* [Required work] Rewrite the material below as a numbered list, dropping any blank lines and leaving out the pictures.

* [Materials provided]
──────────────────────────────
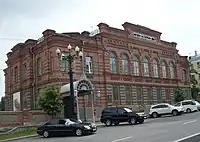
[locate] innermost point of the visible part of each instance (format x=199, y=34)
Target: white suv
x=188, y=105
x=165, y=109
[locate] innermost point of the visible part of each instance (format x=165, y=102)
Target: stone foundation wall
x=11, y=118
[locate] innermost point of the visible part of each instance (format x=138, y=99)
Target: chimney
x=195, y=53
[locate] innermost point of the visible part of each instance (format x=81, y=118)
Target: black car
x=61, y=127
x=116, y=115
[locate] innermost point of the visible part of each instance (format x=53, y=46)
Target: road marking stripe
x=122, y=139
x=190, y=121
x=190, y=136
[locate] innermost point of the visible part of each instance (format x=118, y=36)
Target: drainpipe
x=34, y=77
x=104, y=70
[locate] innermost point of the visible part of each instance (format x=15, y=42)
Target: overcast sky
x=178, y=20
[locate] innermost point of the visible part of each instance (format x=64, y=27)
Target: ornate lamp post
x=70, y=58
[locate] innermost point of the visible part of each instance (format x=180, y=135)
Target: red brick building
x=130, y=66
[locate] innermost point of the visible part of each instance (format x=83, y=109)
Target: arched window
x=164, y=69
x=135, y=66
x=146, y=66
x=124, y=63
x=155, y=68
x=113, y=62
x=171, y=69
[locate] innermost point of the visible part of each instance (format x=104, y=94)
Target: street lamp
x=69, y=58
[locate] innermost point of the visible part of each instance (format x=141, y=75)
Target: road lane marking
x=190, y=121
x=117, y=140
x=185, y=138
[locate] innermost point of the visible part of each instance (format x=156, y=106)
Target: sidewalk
x=18, y=138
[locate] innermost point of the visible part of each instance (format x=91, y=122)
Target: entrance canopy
x=80, y=85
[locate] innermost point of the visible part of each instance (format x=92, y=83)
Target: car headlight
x=93, y=125
x=86, y=127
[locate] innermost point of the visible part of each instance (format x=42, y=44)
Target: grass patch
x=26, y=132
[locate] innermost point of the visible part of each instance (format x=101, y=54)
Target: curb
x=18, y=138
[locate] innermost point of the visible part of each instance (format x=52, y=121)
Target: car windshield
x=128, y=110
x=177, y=104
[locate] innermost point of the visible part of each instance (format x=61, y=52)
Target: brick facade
x=23, y=74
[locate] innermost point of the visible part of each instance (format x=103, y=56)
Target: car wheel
x=188, y=110
x=155, y=115
x=174, y=112
x=45, y=134
x=79, y=132
x=108, y=122
x=132, y=121
x=116, y=123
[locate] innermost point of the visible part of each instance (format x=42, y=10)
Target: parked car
x=61, y=127
x=143, y=114
x=116, y=115
x=188, y=105
x=165, y=109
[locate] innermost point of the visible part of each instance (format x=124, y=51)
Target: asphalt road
x=166, y=129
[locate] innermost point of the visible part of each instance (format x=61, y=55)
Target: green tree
x=50, y=101
x=2, y=104
x=179, y=94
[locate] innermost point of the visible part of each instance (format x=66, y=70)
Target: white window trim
x=88, y=62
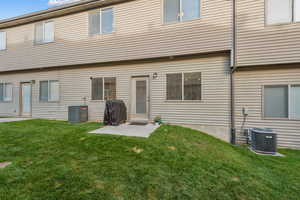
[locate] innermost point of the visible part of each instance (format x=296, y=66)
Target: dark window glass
x=276, y=101
x=192, y=86
x=174, y=86
x=44, y=90
x=110, y=88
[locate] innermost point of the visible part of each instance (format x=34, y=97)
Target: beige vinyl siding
x=139, y=33
x=248, y=91
x=262, y=44
x=75, y=84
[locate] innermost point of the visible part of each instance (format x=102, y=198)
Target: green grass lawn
x=54, y=160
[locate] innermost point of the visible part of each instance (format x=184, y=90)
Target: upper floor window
x=101, y=22
x=2, y=41
x=181, y=10
x=282, y=11
x=6, y=91
x=44, y=32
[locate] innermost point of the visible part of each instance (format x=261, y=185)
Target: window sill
x=97, y=101
x=281, y=24
x=101, y=34
x=183, y=101
x=280, y=119
x=49, y=101
x=42, y=43
x=11, y=101
x=180, y=22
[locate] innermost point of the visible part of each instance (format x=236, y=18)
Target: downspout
x=232, y=70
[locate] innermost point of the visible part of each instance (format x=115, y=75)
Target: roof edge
x=58, y=11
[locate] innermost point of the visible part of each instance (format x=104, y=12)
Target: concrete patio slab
x=12, y=119
x=128, y=130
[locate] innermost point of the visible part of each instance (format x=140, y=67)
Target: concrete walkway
x=128, y=130
x=12, y=119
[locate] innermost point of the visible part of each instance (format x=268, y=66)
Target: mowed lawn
x=54, y=160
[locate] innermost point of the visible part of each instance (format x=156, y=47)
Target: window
x=2, y=41
x=184, y=86
x=104, y=87
x=6, y=90
x=181, y=10
x=283, y=11
x=49, y=91
x=295, y=101
x=44, y=32
x=281, y=101
x=101, y=22
x=276, y=101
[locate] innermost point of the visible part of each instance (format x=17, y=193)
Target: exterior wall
x=248, y=93
x=261, y=44
x=75, y=84
x=139, y=33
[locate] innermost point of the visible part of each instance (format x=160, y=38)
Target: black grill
x=263, y=141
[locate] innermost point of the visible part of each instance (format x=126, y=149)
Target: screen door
x=140, y=98
x=26, y=99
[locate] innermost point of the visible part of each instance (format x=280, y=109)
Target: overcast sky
x=12, y=8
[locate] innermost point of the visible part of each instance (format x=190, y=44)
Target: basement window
x=184, y=86
x=49, y=91
x=104, y=88
x=6, y=91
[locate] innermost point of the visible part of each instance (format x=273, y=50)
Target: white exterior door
x=140, y=99
x=26, y=99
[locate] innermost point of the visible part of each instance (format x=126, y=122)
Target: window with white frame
x=2, y=40
x=6, y=91
x=184, y=86
x=49, y=91
x=104, y=88
x=282, y=101
x=101, y=22
x=181, y=10
x=44, y=32
x=282, y=11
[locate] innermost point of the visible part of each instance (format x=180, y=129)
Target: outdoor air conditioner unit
x=78, y=114
x=263, y=141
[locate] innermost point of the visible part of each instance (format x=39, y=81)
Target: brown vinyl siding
x=248, y=91
x=75, y=85
x=139, y=33
x=262, y=44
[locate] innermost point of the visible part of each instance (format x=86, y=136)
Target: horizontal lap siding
x=139, y=34
x=258, y=44
x=248, y=93
x=76, y=84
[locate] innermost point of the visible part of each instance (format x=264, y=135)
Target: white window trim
x=180, y=13
x=289, y=102
x=113, y=24
x=44, y=33
x=182, y=84
x=4, y=92
x=272, y=24
x=103, y=89
x=5, y=41
x=49, y=101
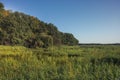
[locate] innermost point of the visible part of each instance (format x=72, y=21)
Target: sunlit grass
x=60, y=63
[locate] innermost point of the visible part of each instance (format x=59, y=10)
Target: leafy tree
x=21, y=29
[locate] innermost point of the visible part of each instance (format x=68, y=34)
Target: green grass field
x=100, y=62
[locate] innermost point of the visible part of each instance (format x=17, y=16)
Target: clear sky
x=90, y=21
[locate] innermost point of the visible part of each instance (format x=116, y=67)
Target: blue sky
x=90, y=21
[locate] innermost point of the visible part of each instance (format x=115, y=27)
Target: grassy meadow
x=91, y=62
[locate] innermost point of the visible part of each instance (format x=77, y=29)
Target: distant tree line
x=21, y=29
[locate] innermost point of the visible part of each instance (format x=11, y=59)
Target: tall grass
x=60, y=63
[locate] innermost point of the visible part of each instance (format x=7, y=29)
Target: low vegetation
x=100, y=62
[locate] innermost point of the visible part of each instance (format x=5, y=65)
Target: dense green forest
x=17, y=28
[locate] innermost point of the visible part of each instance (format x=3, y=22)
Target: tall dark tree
x=20, y=29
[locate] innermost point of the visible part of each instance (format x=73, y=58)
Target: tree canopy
x=17, y=28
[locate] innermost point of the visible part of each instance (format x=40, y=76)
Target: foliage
x=20, y=29
x=60, y=63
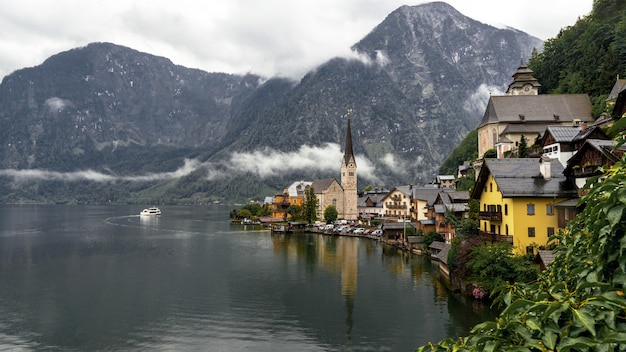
──────────────────────────────
* [Task answer]
1. [locate] innermost point of the visible part of each instance (format x=199, y=34)
2. Target: white suv
3. x=188, y=105
4. x=165, y=109
5. [locate] innermost point of the visible part of each instance (format x=165, y=102)
6. Target: stone foundation wall
7. x=11, y=118
8. [locate] innermost point of the visible part of each instance (format x=138, y=99)
9. Target: chimney
10. x=195, y=53
11. [locate] innermost point of the visible part of each instance (format x=81, y=118)
12. Target: black car
13. x=61, y=127
14. x=116, y=115
15. [locate] innermost point of the visible part of each instance (format x=53, y=46)
16. Target: road marking stripe
17. x=122, y=139
18. x=190, y=121
19. x=190, y=136
20. [locate] innermost point of the visible part of each instance (format x=118, y=36)
21. Target: drainpipe
22. x=34, y=77
23. x=104, y=70
24. [locate] innermost point of the visible part of each instance (format x=15, y=42)
25. Target: overcast sky
26. x=178, y=20
27. [locate] innermost point of the visible part of each instance (format x=64, y=27)
28. Target: ornate lamp post
29. x=70, y=58
30. [locate] innermost point of the visible part of each instance (format x=180, y=135)
31. Target: red brick building
32. x=130, y=66
33. [locate] innermost point of the visible part of each instance (format x=83, y=109)
34. Target: arched window
35. x=164, y=69
36. x=135, y=66
37. x=146, y=66
38. x=124, y=63
39. x=155, y=68
40. x=113, y=62
41. x=171, y=69
42. [locate] innermost point of the visible part of each instance (format x=104, y=94)
43. Target: street lamp
44. x=69, y=58
45. [locate] innermost point of the visible part of each instance (format x=141, y=75)
46. Target: road lane marking
47. x=190, y=121
48. x=117, y=140
49. x=185, y=138
50. [locate] innermost point of the visible part of each instance (format x=156, y=106)
51. Target: sidewalk
52. x=18, y=138
53. [locate] innermost point of the visible part of each instance (format x=91, y=122)
54. Target: entrance canopy
55. x=80, y=85
56. [locate] innermost point of the visible part of each instance (format x=92, y=83)
57. Target: car headlight
58. x=93, y=125
59. x=86, y=127
60. [locate] innermost point of the visible part of each instance (format x=42, y=44)
61. Target: grass patch
62. x=26, y=132
63. [locate] innermost point of the visible part of each instance (format x=101, y=54)
64. Target: curb
65. x=18, y=138
66. [locate] innermost point of the visible part of each instance (format x=52, y=121)
67. Target: car windshield
68. x=128, y=110
69. x=177, y=104
70. [locate] innermost point of the visible part of each instance (format x=61, y=52)
71. Target: brick facade
72. x=23, y=74
73. [locate] innermost point of the visible part of each instance (format x=103, y=56)
74. Target: car wheel
75. x=188, y=110
76. x=155, y=115
77. x=174, y=112
78. x=45, y=134
79. x=79, y=132
80. x=108, y=122
81. x=132, y=121
82. x=116, y=123
83. [locate] innermost point of the visible part of each instance (format x=42, y=10)
84. Target: parked car
85. x=61, y=127
86. x=143, y=114
87. x=116, y=115
88. x=188, y=105
89. x=165, y=109
90. [locate] innermost point of the visible part of each instance (format x=124, y=51)
91. Target: asphalt road
92. x=166, y=129
93. [locate] innermost point of the visible part of each instance (format x=61, y=55)
94. Target: green tree
95. x=50, y=101
96. x=2, y=104
97. x=179, y=94
98. [locate] innermost point of the visible part of each instance (format x=66, y=70)
99. Target: white window trim
100. x=88, y=62
101. [locate] innermost point of the visible part of each instance (format x=296, y=66)
102. Target: dark window glass
103. x=276, y=101
104. x=192, y=86
105. x=174, y=86
106. x=44, y=90
107. x=110, y=88
108. [locate] innermost point of the visible part of each instance (format x=34, y=97)
109. Target: beige vinyl siding
110. x=139, y=33
111. x=248, y=91
112. x=262, y=44
113. x=75, y=84
114. [locate] innermost point of the visible part of each instance (format x=102, y=198)
115. Target: green grass lawn
116. x=54, y=160
117. [locate] innermost point of the visible part of each instance (format x=184, y=90)
118. Target: upper floor window
119. x=101, y=22
120. x=2, y=41
121. x=181, y=10
122. x=282, y=11
123. x=6, y=91
124. x=44, y=32
125. [locate] innermost point of the visible part of each instance (format x=261, y=185)
126. Target: window sill
127. x=97, y=101
128. x=281, y=24
129. x=101, y=34
130. x=183, y=101
131. x=280, y=119
132. x=49, y=101
133. x=42, y=43
134. x=11, y=101
135. x=180, y=22
136. [locate] innermost point of the visible part of each instance (format x=236, y=18)
137. Target: downspout
138. x=232, y=70
139. [locate] innermost point of the visible part of each instance (format x=115, y=75)
140. Target: roof edge
141. x=58, y=11
142. [locate] innermost point of the visible part of each instance (format x=104, y=12)
143. Target: concrete patio slab
144. x=12, y=119
145. x=128, y=130
146. [locate] innermost point of the visible part of each instance (format x=140, y=67)
147. Target: concrete walkway
148. x=128, y=130
149. x=12, y=119
150. [locate] innermost point of the visible part of each instance (format x=268, y=66)
151. Target: mowed lawn
152. x=54, y=160
153. [locate] innermost point of the visible part of each instance (format x=156, y=47)
154. Target: window
155. x=2, y=41
156. x=184, y=86
157. x=104, y=87
158. x=6, y=90
159. x=181, y=10
160. x=283, y=11
161. x=49, y=91
162. x=295, y=101
163. x=44, y=32
164. x=281, y=101
165. x=101, y=22
166. x=276, y=101
167. [locate] innermost point of the visible part of each instance (format x=17, y=193)
168. Target: exterior wall
169. x=248, y=93
170. x=261, y=44
171. x=75, y=84
172. x=139, y=33
173. [locate] innermost point of the visible part of each instance (format x=160, y=38)
174. Target: black grill
175. x=263, y=141
176. [locate] innermost point of the visible part of each instance (format x=126, y=149)
177. Target: screen door
178. x=140, y=98
179. x=26, y=99
180. [locate] innermost point of the visible part of each instance (format x=280, y=109)
181. Target: overcast sky
182. x=12, y=8
183. [locate] innermost point of the visible part of each instance (format x=190, y=44)
184. Target: basement window
185. x=184, y=86
186. x=49, y=91
187. x=104, y=88
188. x=6, y=91
189. [locate] innermost point of the visible part of each instance (format x=273, y=50)
190. Target: white exterior door
191. x=140, y=99
192. x=26, y=99
193. [locate] innermost point of the visible part of each instance (format x=126, y=122)
194. Target: window with white frame
195. x=2, y=40
196. x=6, y=91
197. x=184, y=86
198. x=49, y=91
199. x=104, y=88
200. x=282, y=101
201. x=101, y=22
202. x=181, y=10
203. x=44, y=32
204. x=282, y=11
205. [locate] innermost point of the visible part of each instance (format x=180, y=129)
206. Target: outdoor air conditioner unit
207. x=78, y=114
208. x=263, y=141
209. [locate] innermost point of the visible part of each instance (format x=39, y=81)
210. Target: brown vinyl siding
211. x=248, y=91
212. x=75, y=85
213. x=139, y=33
214. x=262, y=44
215. [locate] innermost point of the visible part of each instance (format x=86, y=136)
216. Target: horizontal lap siding
217. x=139, y=34
218. x=258, y=44
219. x=248, y=93
220. x=76, y=84
221. [locate] innermost point of the visible part of each instance (format x=264, y=135)
222. Target: white window trim
223. x=180, y=13
224. x=289, y=102
225. x=113, y=24
226. x=44, y=33
227. x=182, y=84
228. x=4, y=92
229. x=272, y=24
230. x=103, y=89
231. x=5, y=41
232. x=49, y=101
233. [locate] innermost point of the visible part of each instance (format x=72, y=21)
234. Target: sunlit grass
235. x=60, y=63
236. [locate] innermost point of the visible part of each instance (format x=59, y=10)
237. Target: leafy tree
238. x=21, y=29
239. [locate] innermost point of the visible part of each instance (format x=68, y=34)
240. Target: green grass field
241. x=100, y=62
242. [locate] innermost point of the visible part of each instance (format x=17, y=16)
243. Target: clear sky
244. x=90, y=21
245. [locate] innermost point of the visible part of each instance (format x=116, y=67)
246. Target: blue sky
247. x=90, y=21
248. [locate] innermost point of the visible part of each instance (format x=115, y=27)
249. Target: grassy meadow
250. x=91, y=62
251. [locate] innermost point of the visible part of each instance (format x=77, y=29)
252. Target: distant tree line
253. x=21, y=29
254. [locate] innermost point of the visible part of each instance (format x=11, y=59)
255. Target: tall grass
256. x=60, y=63
257. [locate] innermost point of the visible part of each instance (format x=7, y=29)
258. Target: low vegetation
259. x=100, y=62
260. [locate] innermost point of the visible part of each instance (format x=5, y=65)
261. Target: dense green forest
262. x=17, y=28
263. [locate] innermost point of the visible part of each instance (format x=3, y=22)
264. Target: tall dark tree
265. x=20, y=29
266. [locate] innermost point of the visible part of each instance (format x=73, y=58)
267. Target: tree canopy
268. x=17, y=28
269. [locate] innermost point of the visible part of each instance (format x=40, y=76)
270. Target: foliage
271. x=20, y=29
272. x=60, y=63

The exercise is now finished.